Required action: Check every line below for the string "picture", and copy the lines that contain it.

Data shown:
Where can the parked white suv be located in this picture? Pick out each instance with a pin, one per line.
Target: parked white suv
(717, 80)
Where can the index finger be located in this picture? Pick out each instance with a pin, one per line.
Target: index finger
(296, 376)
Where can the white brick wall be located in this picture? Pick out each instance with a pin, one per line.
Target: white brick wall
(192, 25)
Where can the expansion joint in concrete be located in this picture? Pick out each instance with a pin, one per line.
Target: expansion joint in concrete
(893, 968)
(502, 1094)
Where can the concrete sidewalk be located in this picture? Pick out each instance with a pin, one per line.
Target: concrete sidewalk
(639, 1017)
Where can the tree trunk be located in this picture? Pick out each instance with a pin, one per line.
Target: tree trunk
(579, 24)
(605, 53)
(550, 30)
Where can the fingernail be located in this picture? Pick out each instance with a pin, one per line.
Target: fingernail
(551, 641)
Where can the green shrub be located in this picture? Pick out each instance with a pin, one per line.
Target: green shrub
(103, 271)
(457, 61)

Solution:
Where can the parked white suv be located in this picture? Pick out each instance with a pin, one per line.
Where can the index finger be located in this picture? Pick out each instance with a pin, one per line.
Where can the white brick wall be located in this picture? Pick out each instance with a pin, one per line.
Where can the expansion joint in concrete be located in this picture? Pick out each instance with a pin, one per line.
Where can the concrete sidewalk be located in this picture? Pick out each instance with a pin, one per line.
Where can the tree trunk be located in this picture? Pick out each instance with a pin, one per line.
Where can the fingernail be located in this picture? Pick out each instance with a pin, one per line.
Where can the green shrub be located in this picture? Pick out each instance with a pin, one per line.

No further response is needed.